[Short problem]:
Write out the material exactly, without any of its pictures.

[Provided records]:
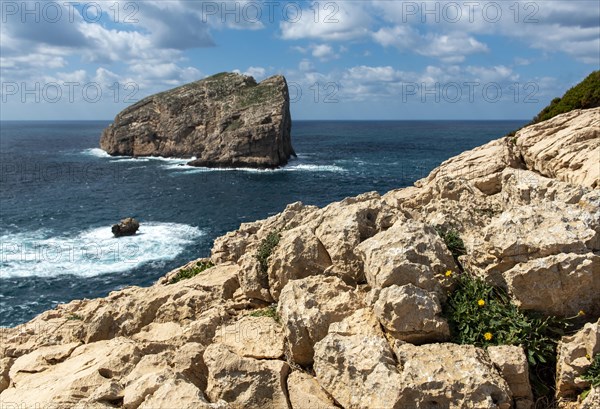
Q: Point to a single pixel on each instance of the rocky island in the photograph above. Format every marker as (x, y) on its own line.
(447, 294)
(226, 120)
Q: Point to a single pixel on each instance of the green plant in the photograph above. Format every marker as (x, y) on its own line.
(186, 273)
(270, 311)
(592, 375)
(482, 315)
(266, 248)
(584, 95)
(453, 241)
(487, 211)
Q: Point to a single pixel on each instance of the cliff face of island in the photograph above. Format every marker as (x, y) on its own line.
(227, 120)
(346, 306)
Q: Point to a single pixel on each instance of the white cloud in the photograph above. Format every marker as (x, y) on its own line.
(306, 66)
(451, 47)
(334, 21)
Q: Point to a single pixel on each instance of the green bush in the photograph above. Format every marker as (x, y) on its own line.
(482, 315)
(186, 273)
(270, 311)
(592, 375)
(266, 248)
(584, 95)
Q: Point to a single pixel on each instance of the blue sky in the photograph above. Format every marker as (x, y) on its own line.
(367, 59)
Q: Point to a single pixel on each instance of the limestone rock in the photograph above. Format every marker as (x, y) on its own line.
(407, 253)
(361, 322)
(5, 364)
(411, 314)
(564, 147)
(359, 371)
(307, 307)
(126, 227)
(531, 232)
(254, 282)
(87, 371)
(592, 401)
(344, 225)
(450, 376)
(245, 382)
(299, 254)
(141, 387)
(306, 393)
(574, 357)
(227, 120)
(253, 337)
(177, 393)
(513, 366)
(561, 284)
(482, 167)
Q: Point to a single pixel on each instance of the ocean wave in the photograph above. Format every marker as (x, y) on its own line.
(98, 153)
(92, 252)
(187, 169)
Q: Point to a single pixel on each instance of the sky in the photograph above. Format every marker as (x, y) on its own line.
(357, 60)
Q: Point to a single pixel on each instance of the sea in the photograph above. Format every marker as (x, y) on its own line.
(60, 194)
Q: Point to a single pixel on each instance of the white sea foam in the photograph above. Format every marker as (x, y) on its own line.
(97, 152)
(92, 252)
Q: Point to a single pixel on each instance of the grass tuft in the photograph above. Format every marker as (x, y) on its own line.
(266, 248)
(482, 315)
(186, 273)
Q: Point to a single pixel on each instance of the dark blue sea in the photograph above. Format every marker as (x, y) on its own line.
(60, 194)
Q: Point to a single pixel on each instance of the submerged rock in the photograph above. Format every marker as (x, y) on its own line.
(227, 120)
(126, 227)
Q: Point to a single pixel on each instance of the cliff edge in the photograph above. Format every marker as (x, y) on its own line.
(346, 306)
(227, 120)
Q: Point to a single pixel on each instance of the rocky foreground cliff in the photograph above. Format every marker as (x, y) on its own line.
(227, 120)
(342, 306)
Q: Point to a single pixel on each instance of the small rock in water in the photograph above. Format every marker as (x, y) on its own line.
(127, 227)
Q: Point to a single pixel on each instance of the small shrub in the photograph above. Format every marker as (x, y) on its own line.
(592, 375)
(270, 311)
(453, 242)
(186, 273)
(266, 248)
(482, 315)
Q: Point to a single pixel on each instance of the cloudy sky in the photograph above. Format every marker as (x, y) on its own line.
(368, 59)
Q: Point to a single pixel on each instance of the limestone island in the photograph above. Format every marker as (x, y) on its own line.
(226, 120)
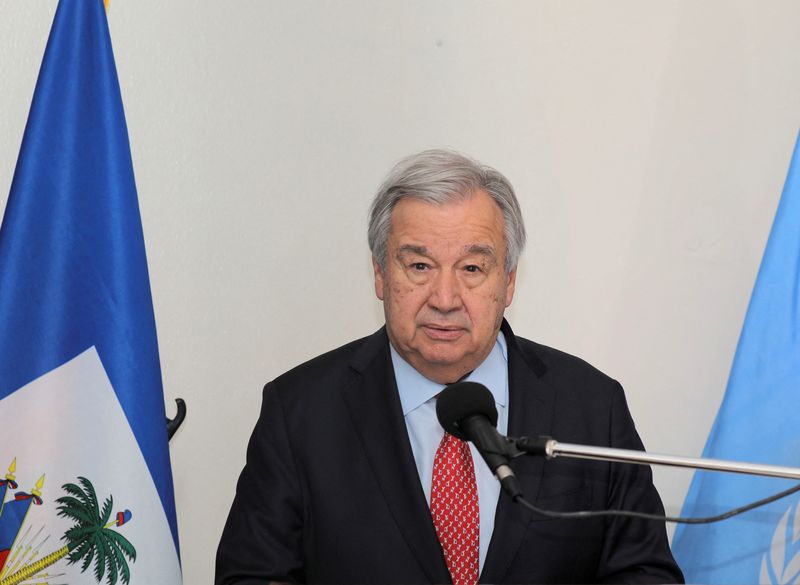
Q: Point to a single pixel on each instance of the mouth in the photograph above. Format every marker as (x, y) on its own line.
(442, 332)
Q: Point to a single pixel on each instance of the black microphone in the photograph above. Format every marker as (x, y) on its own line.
(466, 410)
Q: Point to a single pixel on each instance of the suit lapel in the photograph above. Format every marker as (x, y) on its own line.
(375, 411)
(531, 404)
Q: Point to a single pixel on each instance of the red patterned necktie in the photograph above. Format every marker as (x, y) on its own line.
(454, 508)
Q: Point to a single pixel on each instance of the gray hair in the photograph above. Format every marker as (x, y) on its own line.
(438, 177)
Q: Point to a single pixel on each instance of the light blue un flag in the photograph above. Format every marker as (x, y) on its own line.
(84, 464)
(759, 421)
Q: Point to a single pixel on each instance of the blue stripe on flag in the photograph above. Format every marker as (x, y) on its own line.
(73, 272)
(757, 422)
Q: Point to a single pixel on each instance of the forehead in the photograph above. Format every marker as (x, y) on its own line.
(465, 221)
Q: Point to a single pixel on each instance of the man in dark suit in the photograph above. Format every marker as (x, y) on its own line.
(349, 478)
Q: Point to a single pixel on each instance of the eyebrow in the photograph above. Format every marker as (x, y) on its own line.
(411, 249)
(480, 249)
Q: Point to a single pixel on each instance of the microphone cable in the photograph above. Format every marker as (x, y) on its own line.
(643, 516)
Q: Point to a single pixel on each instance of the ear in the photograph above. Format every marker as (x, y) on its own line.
(511, 286)
(379, 281)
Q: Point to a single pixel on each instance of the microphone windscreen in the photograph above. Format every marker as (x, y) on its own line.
(463, 400)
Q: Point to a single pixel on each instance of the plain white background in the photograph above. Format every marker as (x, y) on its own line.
(648, 143)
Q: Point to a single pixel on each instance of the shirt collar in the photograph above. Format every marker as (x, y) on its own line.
(415, 389)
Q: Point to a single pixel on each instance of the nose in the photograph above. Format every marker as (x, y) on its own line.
(445, 294)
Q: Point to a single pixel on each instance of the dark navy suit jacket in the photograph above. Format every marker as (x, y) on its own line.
(330, 492)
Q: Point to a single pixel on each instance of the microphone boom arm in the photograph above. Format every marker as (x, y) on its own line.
(550, 448)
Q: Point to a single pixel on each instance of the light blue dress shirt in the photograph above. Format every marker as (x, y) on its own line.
(418, 399)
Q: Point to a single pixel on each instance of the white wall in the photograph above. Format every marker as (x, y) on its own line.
(648, 143)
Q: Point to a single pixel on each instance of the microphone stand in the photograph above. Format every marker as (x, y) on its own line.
(550, 449)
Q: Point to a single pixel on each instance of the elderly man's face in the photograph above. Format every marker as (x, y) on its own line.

[Exercise output]:
Q: Point to a single pixel on each instance of the rocky island in the photograph above. Format every marker as (x, y) on its own line.
(447, 294)
(226, 120)
Q: Point to a single pixel on each instance of the green plant in the photograph above. Format every marker as (x, y) on its own line.
(186, 273)
(270, 311)
(592, 375)
(482, 315)
(266, 248)
(584, 95)
(453, 241)
(487, 211)
Q: Point to a single pixel on each instance of the cliff face of island in the photograph above. Format every marker as (x, y) on its own line.
(227, 120)
(346, 306)
Q: Point to a single pixel on each instance of the white cloud in the photograph above. Format every marker as (x, y) on its own line.
(306, 66)
(451, 47)
(334, 21)
Q: Point to a single pixel on each instance of the green bush in the photograph above. Format every marker as (x, y) on its own line.
(482, 315)
(186, 273)
(270, 311)
(592, 375)
(266, 248)
(584, 95)
Q: Point to a single pixel on each instance of the blue sky in the photograph above. Format every marker as (x, y) on its own line.
(367, 59)
Q: Point to a single pixel on each instance of the limestone rock in the photograph above. Format every marker as (x, y) on its own line.
(407, 253)
(361, 322)
(5, 364)
(411, 314)
(564, 147)
(359, 371)
(307, 307)
(126, 227)
(531, 232)
(254, 282)
(87, 371)
(592, 401)
(344, 225)
(450, 376)
(245, 382)
(299, 254)
(141, 387)
(306, 393)
(574, 357)
(227, 120)
(253, 337)
(177, 393)
(513, 366)
(561, 284)
(482, 167)
Q: Point to a single pixel on each instance of the ocean wave in the photograph above. Format every marker as (x, y) on its own line.
(98, 153)
(92, 252)
(187, 169)
Q: Point to a single pixel on each instance of the sky in the photograph above. Format every marker as (x, y) on its own line.
(357, 60)
Q: Point to a single pixel on each instance of the sea in the photograph above. Format every marker as (x, y) on its own line.
(60, 194)
Q: Point to a single pixel on each instance of the white sea foam in the photograph above. Format every marker as (x, y) on its own line.
(97, 152)
(92, 252)
Q: Point to a single pixel on each instance of the grass tuft in the photograph above. Format every marker as (x, y) on its own line.
(266, 248)
(482, 315)
(186, 273)
Q: Point to a single pixel on each instance of the dark blue sea in the photograph above. Format every marker as (x, y) on its own line.
(60, 194)
Q: Point to a single pixel on each instance of the submerged rock in the photograph above. Format every marker as (x, y) on its own line.
(227, 120)
(126, 227)
Q: Point to a single pixel on each instance of the cliff edge in the photograph above. Format every marker as (x, y) on its own line.
(346, 306)
(227, 120)
Q: Point to a single pixel on each instance of the rocky foreground cliff in the photograph above. Format every marker as (x, y) on its own line.
(227, 120)
(342, 306)
Q: Point to a single pixel on each instance of the small rock in water in the photograph above. Format every marker as (x, y) on its own line.
(127, 227)
Q: Point to a single pixel on each instance of the small shrub in the photograph above. Format every marker as (x, y) on its own line.
(592, 375)
(270, 311)
(453, 242)
(186, 273)
(266, 248)
(482, 315)
Q: Point to a single pixel on each instance of the cloudy sky in the photograph above. Format every marker as (x, y) on its own line.
(368, 59)
Q: Point to a single pixel on each instance of the limestone island in the photograph above. Format every marker as (x, y) on its own line.
(226, 120)
Q: Point to a single pixel on each instance of the mouth in the photograph above. Format every marker as (x, y) on its own line.
(442, 332)
Q: Point to a single pixel on each instance of the black microphone in the photograph above. Format every marker as (x, y) on its own line.
(466, 410)
Q: Point to a single pixel on each instance of the suit lapel in the photograph above. Format every marker as (x, y) on its own line.
(375, 411)
(531, 404)
Q: Point to a single pixel on each instance of the red patterned necktie in the photograph above. Format every marker as (x, y) on its own line.
(454, 508)
Q: Point to a single pixel on each instance of the gray hair in the photograph above. Format every marker as (x, y) on its own line.
(438, 177)
Q: Point to a single pixel on each instance of the light blue un flag in the photograph above. Format every marker as (x, y) on its own line.
(84, 464)
(759, 421)
Q: Point to a single pixel on each instance of the blue stripe on flag in the photograph above. Format every marker as (x, y) on its own line.
(73, 272)
(757, 422)
Q: Point to a single pixel on each instance of the forehead in the photograph above. Format every marker as (x, y) on its own line.
(465, 221)
Q: Point to a single pixel on each instance of the man in dark suit in the photograph above. Format every marker as (x, y) on its own line.
(349, 478)
Q: Point to a single pixel on each instance of the eyebrow in the photograph above. Format every marker as (x, y) on its own line.
(411, 249)
(480, 249)
Q: Point to a single pixel on each instance of the microphone cable in the photograph above. Format every marker as (x, y) on its own line.
(643, 516)
Q: Point to a single pixel on each instance of the ear in the photograph above. Format every marker as (x, y) on its own line.
(511, 286)
(379, 281)
Q: Point to a single pixel on each instance of the microphone windscreen in the photograph above. Format every marker as (x, y) on its own line.
(463, 400)
Q: Point to a single pixel on each instance of the plain white background in the photograph above. Format every marker as (x, y) on its own line.
(648, 143)
Q: Point to a single pixel on each instance of the shirt collar in the photograph above. Format every marker as (x, y) on its own line.
(415, 389)
Q: Point to a single pixel on each instance of the nose in the photograph above. Format every marker as (x, y) on its own line.
(445, 294)
Q: Point to a single pixel on each instance of the dark navy suit jacket in the photograph above. Format every marker as (x, y) on its own line.
(330, 492)
Q: Point to a single pixel on each instance of the microphone boom arm in the photograph above. Format every marker as (x, y) on its own line.
(550, 448)
Q: Point to a single pixel on each instance of the light blue dress shirt in the photograph above. Format every marker as (x, y) on its own line.
(418, 399)
Q: Point to a single pixel on each instance of the white wall in the photograph above. Format every marker as (x, y) on its own line.
(648, 143)
Q: Point to a single pixel on each instance of the microphone stand in the photograph above. Format every marker as (x, y) on its own line.
(550, 449)
Q: Point to a single pixel on each instance of the elderly man's face in the photograph above. Format every marker as (x, y) on its own line.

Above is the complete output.